** TASK STATEMENT **
Before you reproduce the entries that follow, strip out any image they contain and keep the rest exact.

[Photo-based referring expression data]
# # # # #

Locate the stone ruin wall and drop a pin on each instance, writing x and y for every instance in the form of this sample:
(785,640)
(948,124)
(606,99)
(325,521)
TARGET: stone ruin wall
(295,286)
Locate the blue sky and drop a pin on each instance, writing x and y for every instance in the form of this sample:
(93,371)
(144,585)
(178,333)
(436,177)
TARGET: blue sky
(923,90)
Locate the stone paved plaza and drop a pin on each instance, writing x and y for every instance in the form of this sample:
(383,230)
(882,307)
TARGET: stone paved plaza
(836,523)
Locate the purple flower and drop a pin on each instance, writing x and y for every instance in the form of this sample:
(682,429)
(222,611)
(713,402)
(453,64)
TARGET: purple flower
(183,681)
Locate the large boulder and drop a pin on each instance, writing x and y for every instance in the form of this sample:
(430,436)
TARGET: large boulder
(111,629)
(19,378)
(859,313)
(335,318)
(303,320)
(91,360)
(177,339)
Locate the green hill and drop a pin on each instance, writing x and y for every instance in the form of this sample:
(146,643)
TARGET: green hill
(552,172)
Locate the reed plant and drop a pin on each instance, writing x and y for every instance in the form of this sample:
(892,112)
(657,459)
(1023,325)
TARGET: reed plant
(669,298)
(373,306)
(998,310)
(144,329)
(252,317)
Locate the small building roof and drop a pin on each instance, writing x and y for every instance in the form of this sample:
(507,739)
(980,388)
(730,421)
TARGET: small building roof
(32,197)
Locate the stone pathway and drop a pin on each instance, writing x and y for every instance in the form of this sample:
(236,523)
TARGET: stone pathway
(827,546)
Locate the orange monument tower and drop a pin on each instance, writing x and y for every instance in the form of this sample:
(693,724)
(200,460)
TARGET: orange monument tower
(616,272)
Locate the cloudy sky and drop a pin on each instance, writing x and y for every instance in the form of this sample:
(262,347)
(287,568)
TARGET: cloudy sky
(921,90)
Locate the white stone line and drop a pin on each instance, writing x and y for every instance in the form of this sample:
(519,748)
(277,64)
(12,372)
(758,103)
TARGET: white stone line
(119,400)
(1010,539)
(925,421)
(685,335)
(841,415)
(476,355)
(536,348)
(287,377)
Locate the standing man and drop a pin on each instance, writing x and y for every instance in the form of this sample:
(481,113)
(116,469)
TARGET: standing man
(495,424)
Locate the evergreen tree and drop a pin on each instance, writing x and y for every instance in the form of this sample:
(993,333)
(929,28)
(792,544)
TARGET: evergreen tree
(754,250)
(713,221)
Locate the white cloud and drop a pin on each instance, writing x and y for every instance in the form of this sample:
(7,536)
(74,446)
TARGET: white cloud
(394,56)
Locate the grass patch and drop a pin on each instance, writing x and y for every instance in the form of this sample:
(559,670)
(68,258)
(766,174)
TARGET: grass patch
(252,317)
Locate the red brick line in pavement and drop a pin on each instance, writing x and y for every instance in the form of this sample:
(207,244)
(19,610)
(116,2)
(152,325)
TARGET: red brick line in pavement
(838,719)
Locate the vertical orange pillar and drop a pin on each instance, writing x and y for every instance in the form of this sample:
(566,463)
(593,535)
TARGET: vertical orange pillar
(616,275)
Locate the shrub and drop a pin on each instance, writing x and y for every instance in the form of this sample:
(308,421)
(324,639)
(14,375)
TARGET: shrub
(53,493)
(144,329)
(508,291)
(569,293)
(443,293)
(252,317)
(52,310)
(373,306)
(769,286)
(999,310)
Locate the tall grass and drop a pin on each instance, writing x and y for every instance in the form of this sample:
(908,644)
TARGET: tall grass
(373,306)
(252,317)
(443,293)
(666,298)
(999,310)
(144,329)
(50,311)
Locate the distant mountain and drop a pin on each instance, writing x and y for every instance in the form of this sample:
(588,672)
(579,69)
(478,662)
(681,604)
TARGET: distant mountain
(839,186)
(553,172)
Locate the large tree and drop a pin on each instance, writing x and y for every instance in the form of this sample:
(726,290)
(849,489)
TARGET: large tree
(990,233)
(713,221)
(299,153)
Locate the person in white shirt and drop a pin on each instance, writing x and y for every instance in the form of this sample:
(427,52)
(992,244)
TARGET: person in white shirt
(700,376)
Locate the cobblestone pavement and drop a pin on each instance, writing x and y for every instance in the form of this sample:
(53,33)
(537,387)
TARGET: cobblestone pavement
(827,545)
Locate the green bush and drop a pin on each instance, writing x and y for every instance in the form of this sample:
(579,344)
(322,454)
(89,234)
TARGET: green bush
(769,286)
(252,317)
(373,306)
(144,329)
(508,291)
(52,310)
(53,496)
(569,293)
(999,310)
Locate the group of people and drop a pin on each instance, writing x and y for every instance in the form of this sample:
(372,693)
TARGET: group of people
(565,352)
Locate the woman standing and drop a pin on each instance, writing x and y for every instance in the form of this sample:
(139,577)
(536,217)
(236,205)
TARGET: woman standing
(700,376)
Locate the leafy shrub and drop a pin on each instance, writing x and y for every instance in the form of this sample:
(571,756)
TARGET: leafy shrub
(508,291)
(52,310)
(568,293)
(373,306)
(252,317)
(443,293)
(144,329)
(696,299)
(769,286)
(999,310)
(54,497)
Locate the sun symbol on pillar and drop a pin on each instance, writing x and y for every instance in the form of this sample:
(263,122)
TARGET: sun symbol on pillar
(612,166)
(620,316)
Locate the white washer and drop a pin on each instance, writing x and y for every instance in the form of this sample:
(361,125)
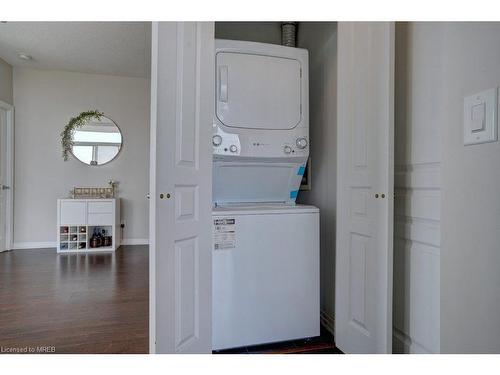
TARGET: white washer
(261,125)
(265,274)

# # # # #

** EXERCISE OUTPUT **
Locate the stone ruin wall and drop a pin on each instance, writing x and y for every instance in the form of this sample:
(785,640)
(948,124)
(606,99)
(325,521)
TARGET: stone ruin wall
(295,286)
Locate the blue sky and drop a pin on each instance, writing x and y for every instance in the form of this sample:
(93,371)
(144,585)
(178,333)
(436,177)
TARGET: blue sky
(923,90)
Locate the stone paved plaza and drop a pin on each instance, writing x and y for every instance in the form of this sample:
(383,230)
(882,307)
TARGET: stone paved plaza
(836,523)
Locate the purple flower and drop a pin on each instance, writing x and y for every instance in the form of this sample:
(682,429)
(222,611)
(713,402)
(453,64)
TARGET: purple flower
(183,681)
Locate the large boulder and drop a pin on each instance, writing x and y for every instance in the form of this sample:
(430,436)
TARGET: large boulder
(111,629)
(19,378)
(859,313)
(335,318)
(303,320)
(91,360)
(177,339)
Locate the green hill and drop a pin on each instance, writing x and y for every instance in the form of this sample:
(146,643)
TARGET: green hill
(552,172)
Locate the reed plant and drop a pin on each instance, writing x and y for every instance in the form of this sample:
(892,112)
(657,459)
(1023,325)
TARGET: reed plant
(669,298)
(373,306)
(998,310)
(144,329)
(252,317)
Locate the small building roof and drop a pin on each instance, writing x and y for every instance in the form of this sample:
(507,739)
(980,388)
(730,421)
TARGET: small building roof
(32,197)
Locate the stone pathway and drop a pin on each instance, writing x and y for every instance in the form of this sample:
(236,523)
TARGET: stone pathway
(827,546)
Locate the orange monument tower and drop a pin on each instance, writing x and y for every instance in the form of this sample:
(693,724)
(200,460)
TARGET: orange monument tower
(616,272)
Locate the cloudy sky and drop a pin on each instance, writing x and y for every instance in the form of this sample:
(262,347)
(287,568)
TARGET: cloudy sky
(921,90)
Locate the white stone line and drop a pin on each instance, writing x and y for every instance in the form of this sample:
(519,748)
(277,64)
(12,372)
(758,103)
TARGET: white stone line
(119,400)
(1010,539)
(925,421)
(685,335)
(841,415)
(476,355)
(536,348)
(287,377)
Locate the standing man and drop a pin on each instance, writing x and y for every instance in the form of this sample:
(481,113)
(116,469)
TARGET: standing man
(495,424)
Locate the evergreen tree and drop a pin on each instance, writing x and y for every instance in the form of this sample:
(993,333)
(929,28)
(792,544)
TARGET: evergreen tree
(754,250)
(713,221)
Locate the white cloud and drop a pin on each instance, writing x and y for every instance in the form of this sample:
(7,536)
(74,446)
TARGET: white cloud
(394,56)
Locate the grass patch and drop a pin on each instance, writing x and y for every instance in the form of this sample:
(559,670)
(68,258)
(766,174)
TARGET: grass patch
(252,317)
Locate the red brick line in pavement and drop a pin on each instance, writing x and y for every instance in the form of this sample:
(207,244)
(19,610)
(116,2)
(152,325)
TARGET: red brick line in pavement
(838,719)
Locate the vertical orange pillar and drop a pin on each instance, writing x and y for every instance in the form of this sample:
(566,463)
(593,535)
TARGET: vertical orange pillar
(616,275)
Locate the shrub and drop a pin on each instance, writing x and y for every instance in the form of this sample:
(308,421)
(324,639)
(14,375)
TARGET: shrub
(53,493)
(144,329)
(508,291)
(569,293)
(443,293)
(252,317)
(52,310)
(373,306)
(769,286)
(999,310)
Locate the tall grass and drop a pin on each instance, writing x and y for every instance in the form of this sample:
(908,644)
TARGET: tall grass
(373,306)
(252,317)
(443,293)
(666,298)
(999,310)
(144,329)
(50,311)
Locate the distant mountain and drop a pin on each instance, writing x and y for every instance in the form of this sample:
(588,672)
(579,69)
(478,662)
(681,604)
TARGET: distant mountain
(839,186)
(553,172)
Locate the large tree and drop a pin on each instance, writing x and y for every instance in the form of this sample:
(726,290)
(849,489)
TARGET: large tree
(990,233)
(713,221)
(299,153)
Locate the person in white shirt and drop a pin on each instance, writing x and y for every instance in the form of this sample:
(427,52)
(992,244)
TARGET: person in white shirt
(700,376)
Locate the cobblestone pavement and drop a pin on each instance, writing x and y for every instance in the form of this sample:
(53,33)
(537,387)
TARGET: cobblestone pavement
(827,545)
Locate the green bush and drop a pin on each instance, writing x and y for every instance in the form of this sample:
(579,344)
(322,454)
(89,234)
TARGET: green bush
(769,286)
(252,317)
(373,306)
(144,329)
(508,291)
(52,310)
(53,496)
(569,293)
(999,310)
Locate the group of people and drop a pin on each instance, writing x and y for every instance in the form of this sample:
(372,693)
TARGET: group of people
(565,352)
Locate the woman standing and drop a pin on each instance, writing x and y for every instance in the form of this sample:
(139,577)
(536,217)
(236,205)
TARGET: woman standing
(700,376)
Locate the leafy shrub and drop a pin on each instance, writing x and y for every instance in the form of this sample:
(571,756)
TARGET: leafy shrub
(508,291)
(52,310)
(568,293)
(373,306)
(252,317)
(443,293)
(144,329)
(696,299)
(769,286)
(999,310)
(54,497)
Locate the sun symbol on pillar and drop a pin on each instance, writing x and y for every instance in the form of this sample:
(263,122)
TARGET: sun symbol on pillar
(612,166)
(620,316)
Locate the white washer and drop a pin on each instance, writing x and y for every instance in the form of this sample:
(361,125)
TARGET: white washer
(261,125)
(265,274)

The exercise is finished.